Problem statement: Restate, word for word, every line of the data.

Available data:

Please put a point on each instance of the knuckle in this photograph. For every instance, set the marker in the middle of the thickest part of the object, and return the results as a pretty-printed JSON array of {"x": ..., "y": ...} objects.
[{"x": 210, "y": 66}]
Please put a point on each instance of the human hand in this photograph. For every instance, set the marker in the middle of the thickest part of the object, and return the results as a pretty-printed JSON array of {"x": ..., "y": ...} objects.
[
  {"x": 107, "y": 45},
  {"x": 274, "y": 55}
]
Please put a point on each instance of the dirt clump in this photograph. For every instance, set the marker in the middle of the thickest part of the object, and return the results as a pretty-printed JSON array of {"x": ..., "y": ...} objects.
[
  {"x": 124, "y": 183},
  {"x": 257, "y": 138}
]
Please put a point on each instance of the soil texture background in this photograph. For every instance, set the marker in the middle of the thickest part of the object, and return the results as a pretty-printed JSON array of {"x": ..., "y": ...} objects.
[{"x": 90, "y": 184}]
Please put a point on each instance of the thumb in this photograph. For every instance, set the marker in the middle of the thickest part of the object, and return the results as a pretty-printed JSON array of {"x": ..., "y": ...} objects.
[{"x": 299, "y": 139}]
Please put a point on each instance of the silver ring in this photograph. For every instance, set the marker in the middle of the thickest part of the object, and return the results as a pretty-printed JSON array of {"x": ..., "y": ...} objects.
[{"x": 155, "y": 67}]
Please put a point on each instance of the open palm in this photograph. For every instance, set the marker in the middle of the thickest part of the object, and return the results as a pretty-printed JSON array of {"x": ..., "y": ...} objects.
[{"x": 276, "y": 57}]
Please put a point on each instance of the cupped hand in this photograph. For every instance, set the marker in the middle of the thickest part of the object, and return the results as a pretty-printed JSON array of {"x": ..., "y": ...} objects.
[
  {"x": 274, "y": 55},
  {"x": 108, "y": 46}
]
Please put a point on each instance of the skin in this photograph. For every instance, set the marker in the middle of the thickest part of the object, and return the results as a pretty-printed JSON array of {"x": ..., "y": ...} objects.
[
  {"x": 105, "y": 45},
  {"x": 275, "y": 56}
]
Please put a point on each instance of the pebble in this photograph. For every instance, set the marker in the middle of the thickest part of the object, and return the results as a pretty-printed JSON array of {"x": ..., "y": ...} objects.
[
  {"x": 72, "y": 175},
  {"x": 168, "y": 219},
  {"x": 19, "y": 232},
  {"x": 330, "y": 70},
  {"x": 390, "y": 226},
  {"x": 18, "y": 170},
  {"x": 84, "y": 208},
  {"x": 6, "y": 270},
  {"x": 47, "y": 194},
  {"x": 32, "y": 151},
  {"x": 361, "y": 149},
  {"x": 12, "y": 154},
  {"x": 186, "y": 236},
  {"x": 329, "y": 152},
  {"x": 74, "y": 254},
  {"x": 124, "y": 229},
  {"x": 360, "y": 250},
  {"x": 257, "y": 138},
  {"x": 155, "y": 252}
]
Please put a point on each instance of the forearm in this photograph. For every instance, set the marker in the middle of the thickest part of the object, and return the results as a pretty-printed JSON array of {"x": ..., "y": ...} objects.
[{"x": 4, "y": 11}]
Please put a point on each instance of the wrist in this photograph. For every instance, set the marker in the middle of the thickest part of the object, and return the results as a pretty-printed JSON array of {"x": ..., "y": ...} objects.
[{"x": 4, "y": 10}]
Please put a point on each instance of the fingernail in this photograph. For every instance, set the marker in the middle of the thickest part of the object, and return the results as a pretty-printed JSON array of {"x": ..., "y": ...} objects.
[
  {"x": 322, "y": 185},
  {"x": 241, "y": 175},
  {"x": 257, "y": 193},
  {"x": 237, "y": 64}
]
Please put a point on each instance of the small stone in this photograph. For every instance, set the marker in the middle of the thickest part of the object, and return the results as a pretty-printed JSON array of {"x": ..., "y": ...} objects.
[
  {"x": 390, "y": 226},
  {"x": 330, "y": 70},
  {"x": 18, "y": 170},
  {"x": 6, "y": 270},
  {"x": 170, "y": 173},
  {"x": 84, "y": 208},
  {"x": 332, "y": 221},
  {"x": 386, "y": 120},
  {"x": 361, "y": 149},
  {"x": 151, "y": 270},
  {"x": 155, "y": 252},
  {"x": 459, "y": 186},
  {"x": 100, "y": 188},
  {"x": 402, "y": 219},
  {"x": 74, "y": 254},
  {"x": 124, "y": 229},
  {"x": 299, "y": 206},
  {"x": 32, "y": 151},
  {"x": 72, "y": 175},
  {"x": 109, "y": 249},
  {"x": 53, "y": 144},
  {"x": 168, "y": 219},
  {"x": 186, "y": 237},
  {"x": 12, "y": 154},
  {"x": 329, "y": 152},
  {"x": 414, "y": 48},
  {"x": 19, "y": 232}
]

Right answer:
Please put a point on each instance of the knuckle in this photograph. For every instance, set the marker in the middle of the thickest part of the object, and return the results as a pretty-printed JSON array of {"x": ..., "y": ...} objects.
[{"x": 210, "y": 66}]
Please put a point on each instance of the human hand in this photograph. For every instance, set the marker in the middle of the thickest part of the object, and return the results as a pretty-printed JSON array of {"x": ..., "y": ...} objects.
[
  {"x": 107, "y": 45},
  {"x": 274, "y": 55}
]
Please put a point on each instance of the dirt clump in this photograph. For every instance, set the marker in the middle of the thickest part of the object, and return the results as a pretty-printed JSON array of {"x": ..., "y": ...} objects.
[
  {"x": 124, "y": 183},
  {"x": 257, "y": 138}
]
Please put a point on each instance of the soil texture background in this photograph. For every instance, set the marker in the middle of the thickest part of the object, and return the results as a pretty-printed JSON array of {"x": ..., "y": ...} objects.
[{"x": 90, "y": 184}]
Please put a point on each instance of the thumb in this photograph. For every instance, set the marker in the middle of the thickest part of the object, and return the results as a pretty-printed JSON array of {"x": ..., "y": ...} objects.
[{"x": 299, "y": 139}]
Please put a point on each instance of the silver ring in this photograph. For every instance, set the marker in the middle of the thickest part of the object, and return the results as a pretty-printed JSON array of {"x": ..., "y": ...} objects.
[{"x": 155, "y": 67}]
Please put a point on each instance of the open palm in this photograph. For every instance, set the marker in the middle of the thickest part of the object, and return the results as a pretty-printed JSON array of {"x": ..., "y": ...} objects.
[{"x": 276, "y": 57}]
Please put a point on each instance of the cupped hand in this photograph. For every instance, set the marker in the middle of the thickest part of the object, and return the results as a pretty-printed JSON array of {"x": ..., "y": ...} objects.
[
  {"x": 274, "y": 55},
  {"x": 108, "y": 46}
]
Please put a point on each instance of the skin in this photograph. For every instance, set the marker in the middle of the thickest part of the object, and return the results as a pretty-printed JSON array of {"x": ..., "y": ...} objects.
[
  {"x": 105, "y": 45},
  {"x": 275, "y": 56}
]
Please put a point on each instance of the pebble in this photograph. For every instance, set the marker in the middle of the thickest part of the object, and return the results as a pretty-printed JSON array of {"x": ..., "y": ...} objects.
[
  {"x": 72, "y": 175},
  {"x": 168, "y": 219},
  {"x": 19, "y": 232},
  {"x": 330, "y": 70},
  {"x": 390, "y": 226},
  {"x": 18, "y": 170},
  {"x": 84, "y": 208},
  {"x": 6, "y": 270},
  {"x": 47, "y": 194},
  {"x": 32, "y": 151},
  {"x": 361, "y": 149},
  {"x": 12, "y": 154},
  {"x": 186, "y": 236},
  {"x": 329, "y": 152},
  {"x": 74, "y": 254},
  {"x": 124, "y": 229},
  {"x": 360, "y": 250},
  {"x": 257, "y": 138},
  {"x": 155, "y": 252}
]
Please put a point on each instance of the forearm in this photograph. For every instance, set the marker in the middle of the thickest part of the object, and return the results as a pretty-printed JSON array of {"x": ..., "y": ...} objects.
[{"x": 4, "y": 11}]
Please put a point on each instance of the wrist in this photograph. For every instance, set the marker in the middle of the thickest part of the object, and return the results as a pretty-printed JSON array of {"x": ..., "y": ...} objects.
[{"x": 4, "y": 10}]
Please put a point on each instance of the fingernail in this photograph. For every instance, set the marker in the middle of the thickest part of the object, and return the results as a pretty-printed JSON array of {"x": ..., "y": ...} objects.
[
  {"x": 322, "y": 185},
  {"x": 241, "y": 175},
  {"x": 257, "y": 193},
  {"x": 237, "y": 64}
]
Please put a point on each instance of the small stone in this photograph. For every instance, set the marker in the middle of the thickest part of the object, and return the results as a pretty-printed JSON array of {"x": ..., "y": ...} objects.
[
  {"x": 390, "y": 226},
  {"x": 330, "y": 70},
  {"x": 18, "y": 170},
  {"x": 6, "y": 270},
  {"x": 170, "y": 173},
  {"x": 84, "y": 208},
  {"x": 332, "y": 221},
  {"x": 386, "y": 120},
  {"x": 361, "y": 149},
  {"x": 151, "y": 270},
  {"x": 155, "y": 252},
  {"x": 459, "y": 186},
  {"x": 100, "y": 188},
  {"x": 402, "y": 219},
  {"x": 74, "y": 254},
  {"x": 124, "y": 229},
  {"x": 299, "y": 206},
  {"x": 32, "y": 151},
  {"x": 72, "y": 175},
  {"x": 109, "y": 249},
  {"x": 53, "y": 144},
  {"x": 168, "y": 219},
  {"x": 186, "y": 237},
  {"x": 12, "y": 154},
  {"x": 329, "y": 152},
  {"x": 414, "y": 48},
  {"x": 19, "y": 232}
]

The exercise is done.